Excerpt>
Africans are most poor

Nearly 95 per cent of South Africa’s poor are african, five percent are coloured; less than one percent are Indian or white. Africans, at 38 percent, have nearly twice the unemployment rate of coloureds at 21 percent; more than three times the unemployment rate of Indians at 11 percent; and nearly 10 times the unemployment rate of whites, at four percent.

Poverty greatest in rural areas

Some 75 percent of South Africa’s poor live in rural areas, concentrated in the former bantustans and TBVC states. In addition, the burden of poverty is largest in rural areas. Compared to the poor in urban and metropolitan areas, the rural poor suffer from higher unemployment rates, lower educational attainment, much lower access to services such as water and electricity, as well as lower access to productive resources.

Large regional disparities

Nearly two-thirds of South Africa’s poor live in three provinces: Eastern Cape, KwaZulu/Natal and the Northern Province. Twenty-four percent of South Africa’s poor live in the Eastern Cape, 21 percent in KwaZulu/Natal and 18 percent in the Northern Province. The high poverty rates in the Eastern Cape and Northern Province are closely linked to the very high poverty rates in the former bantustans. With the exception of KwaNdebele and KaNgwane, the poverty rates in all former bantustans exceed 60 percent. The poorest former bantustan is Transkei with a poverty rate of over 92 percent.

Unemployment greatest among poor

Unemployment rates among the poor stand at 50 percent, compared to only four percent among the richest 20 percent of South Africans. In addition, many of the poor are out of the labour force due to illness, disability, catching-up with education or domestic duties. Less than 30 percent of poor working-age adults are actually working. As a result, 40 percent of poor households and 50 percent of ultra-poor households are dependent on pensions and remittances as their primary source of income. Even the poor who are employed earn less than one-tenth of the richest households. All income groups report jobs as the government’s top priority.

Problems to solve>
• a. What share of South Africa's poor live in rural areas, according to the poverty text?
• b. Pull out the stretch of the poverty text from "Nearly 95 per" through "to productive resources.", word for word.
Work only from the poverty text.

Data section>
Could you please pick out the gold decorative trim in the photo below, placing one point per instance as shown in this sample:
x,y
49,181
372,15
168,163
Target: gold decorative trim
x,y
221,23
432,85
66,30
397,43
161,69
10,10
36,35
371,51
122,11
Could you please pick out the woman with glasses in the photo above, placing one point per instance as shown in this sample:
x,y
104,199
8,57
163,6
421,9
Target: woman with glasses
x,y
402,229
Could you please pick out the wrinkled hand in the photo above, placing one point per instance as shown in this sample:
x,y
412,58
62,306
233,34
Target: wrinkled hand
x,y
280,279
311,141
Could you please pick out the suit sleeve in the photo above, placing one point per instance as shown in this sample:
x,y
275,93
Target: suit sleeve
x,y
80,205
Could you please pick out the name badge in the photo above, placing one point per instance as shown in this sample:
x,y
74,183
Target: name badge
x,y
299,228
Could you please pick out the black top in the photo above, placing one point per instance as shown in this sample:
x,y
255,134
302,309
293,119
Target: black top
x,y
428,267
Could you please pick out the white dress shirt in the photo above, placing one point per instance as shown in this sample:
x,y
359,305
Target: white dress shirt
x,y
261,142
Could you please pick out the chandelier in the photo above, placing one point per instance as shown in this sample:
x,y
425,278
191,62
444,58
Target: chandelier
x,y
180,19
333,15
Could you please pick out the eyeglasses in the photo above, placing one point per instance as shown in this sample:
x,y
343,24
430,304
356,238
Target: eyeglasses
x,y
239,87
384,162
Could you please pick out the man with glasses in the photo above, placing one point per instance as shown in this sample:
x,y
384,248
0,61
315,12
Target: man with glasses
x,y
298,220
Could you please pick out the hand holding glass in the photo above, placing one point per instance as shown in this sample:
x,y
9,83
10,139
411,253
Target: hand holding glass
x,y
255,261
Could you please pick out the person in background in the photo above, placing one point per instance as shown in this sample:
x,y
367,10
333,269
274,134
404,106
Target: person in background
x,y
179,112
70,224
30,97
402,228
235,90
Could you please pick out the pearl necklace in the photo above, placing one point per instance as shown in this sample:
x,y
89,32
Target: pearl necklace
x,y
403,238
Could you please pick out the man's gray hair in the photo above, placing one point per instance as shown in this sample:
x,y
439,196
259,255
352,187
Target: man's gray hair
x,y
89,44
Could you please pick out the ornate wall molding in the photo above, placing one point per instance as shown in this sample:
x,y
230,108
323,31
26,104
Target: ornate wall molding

Responses by task>
• a. Some 75 percent.

• b.
Nearly 95 per cent of South Africa’s poor are african, five percent are coloured; less than one percent are Indian or white. Africans, at 38 percent, have nearly twice the unemployment rate of coloureds at 21 percent; more than three times the unemployment rate of Indians at 11 percent; and nearly 10 times the unemployment rate of whites, at four percent.

Poverty greatest in rural areas

Some 75 percent of South Africa’s poor live in rural areas, concentrated in the former bantustans and TBVC states. In addition, the burden of poverty is largest in rural areas. Compared to the poor in urban and metropolitan areas, the rural poor suffer from higher unemployment rates, lower educational attainment, much lower access to services such as water and electricity, as well as lower access to productive resources.